THE INPUT:

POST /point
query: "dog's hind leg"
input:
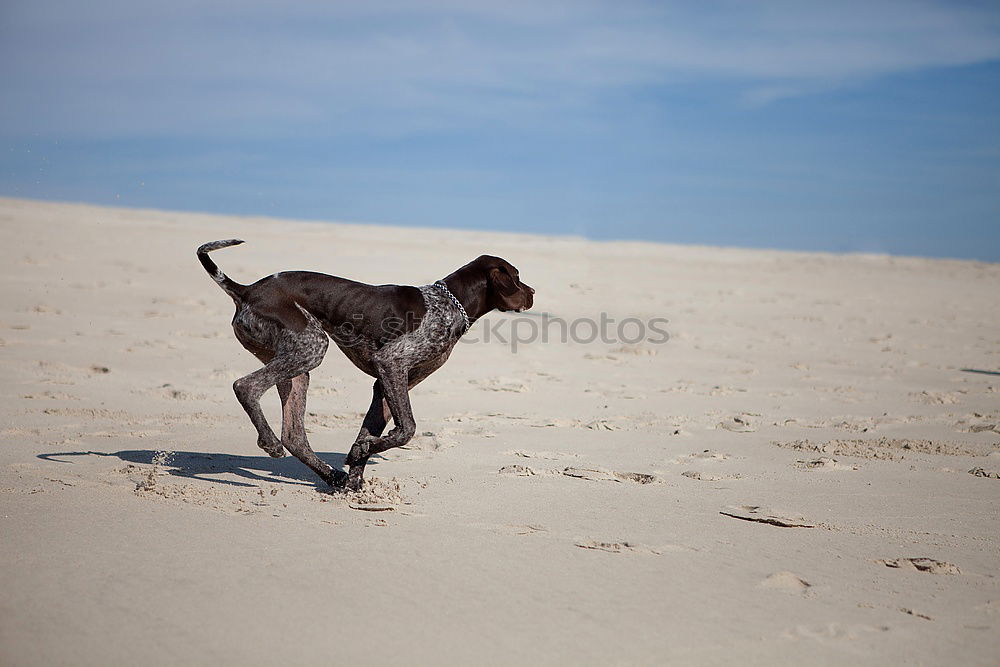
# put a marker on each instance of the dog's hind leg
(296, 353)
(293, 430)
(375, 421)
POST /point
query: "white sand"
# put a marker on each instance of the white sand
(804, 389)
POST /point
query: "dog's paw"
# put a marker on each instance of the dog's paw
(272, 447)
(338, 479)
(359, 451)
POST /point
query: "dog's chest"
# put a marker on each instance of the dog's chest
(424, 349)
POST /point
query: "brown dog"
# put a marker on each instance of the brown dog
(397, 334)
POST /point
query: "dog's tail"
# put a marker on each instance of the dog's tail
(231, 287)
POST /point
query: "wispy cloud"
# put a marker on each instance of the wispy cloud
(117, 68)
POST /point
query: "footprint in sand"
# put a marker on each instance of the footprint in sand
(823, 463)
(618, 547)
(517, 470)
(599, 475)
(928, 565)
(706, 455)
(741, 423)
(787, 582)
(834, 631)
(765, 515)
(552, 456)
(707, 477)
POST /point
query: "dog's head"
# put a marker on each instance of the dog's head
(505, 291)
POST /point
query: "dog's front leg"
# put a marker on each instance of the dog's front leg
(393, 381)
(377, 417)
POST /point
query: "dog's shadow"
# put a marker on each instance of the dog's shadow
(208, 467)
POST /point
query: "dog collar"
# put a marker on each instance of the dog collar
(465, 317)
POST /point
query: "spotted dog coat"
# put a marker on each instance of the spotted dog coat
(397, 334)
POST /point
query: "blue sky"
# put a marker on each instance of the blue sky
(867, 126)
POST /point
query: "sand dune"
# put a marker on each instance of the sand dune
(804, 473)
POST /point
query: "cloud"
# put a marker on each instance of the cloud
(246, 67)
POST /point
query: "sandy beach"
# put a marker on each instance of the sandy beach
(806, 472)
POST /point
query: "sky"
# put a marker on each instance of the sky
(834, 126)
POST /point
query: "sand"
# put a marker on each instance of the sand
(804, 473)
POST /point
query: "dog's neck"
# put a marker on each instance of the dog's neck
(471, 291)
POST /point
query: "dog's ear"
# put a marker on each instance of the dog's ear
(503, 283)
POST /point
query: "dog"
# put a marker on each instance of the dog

WHAT TO DO: Could you transcribe every entry above exactly, leaving out the images?

WRITTEN SOLUTION:
POST /point
query: "dog's hind leg"
input:
# put a marker on each instance of the dog's hind leg
(296, 353)
(293, 430)
(375, 421)
POST /point
query: "white sand"
# put a marker on each instance of the white sand
(804, 389)
POST /point
query: "dog's paw"
# put a marker on each instance of the dog's paw
(272, 447)
(338, 479)
(359, 451)
POST /point
query: "dog's chest"
# put a marker on each instance of the dog's chest
(424, 349)
POST /point
query: "brown dog"
# put a marker on each instance of the brown dog
(397, 334)
POST /point
query: "dog's tail"
# put a marker on each instance of the dog's tail
(231, 287)
POST /point
query: "wispy cloud"
# put a marker on each instance of the wispy cloud
(117, 68)
POST /point
query: "footprint in sand"
# put a marker on each instance of the footprint in sand
(823, 463)
(618, 547)
(517, 470)
(599, 475)
(928, 565)
(706, 455)
(741, 423)
(787, 582)
(834, 631)
(765, 515)
(552, 456)
(707, 477)
POST /point
query: "dog's head"
# put a marker on each instance of the dog's head
(505, 291)
POST /point
query: "dog's front leg"
# put a marker on each instance of the dog's front leg
(393, 381)
(377, 417)
POST /point
query: "dog's shadow"
# put a marker on each instance of the dog's shadow
(208, 467)
POST /point
query: "dog collar"
# put a marker on each instance of the dog collar
(465, 317)
POST /point
query: "spotted dog coat"
# put a marker on each instance of the spotted dog coat
(397, 334)
POST /point
query: "blue sky"
# put a marker on each instance of the blue sky
(867, 126)
POST /point
query: "sand dune"
# put a marker on each instance of the sand dune
(804, 473)
POST /point
query: "cloud"
# put a marker on each instance of the cloud
(246, 67)
POST /point
query: "sandy beach"
# put a marker on each instance of the sandy beach
(806, 472)
POST /point
query: "sky"
# put a marker on each instance of the sky
(834, 126)
POST /point
query: "sand"
# put a marker on each instance of the sand
(804, 473)
POST /point
query: "dog's neck"
# put a marker on each instance of the dog's neck
(471, 291)
POST /point
query: "dog's ear"
# put a marker on each instance of the dog's ear
(503, 283)
POST /point
query: "dog"
# put a marker on each instance of the dog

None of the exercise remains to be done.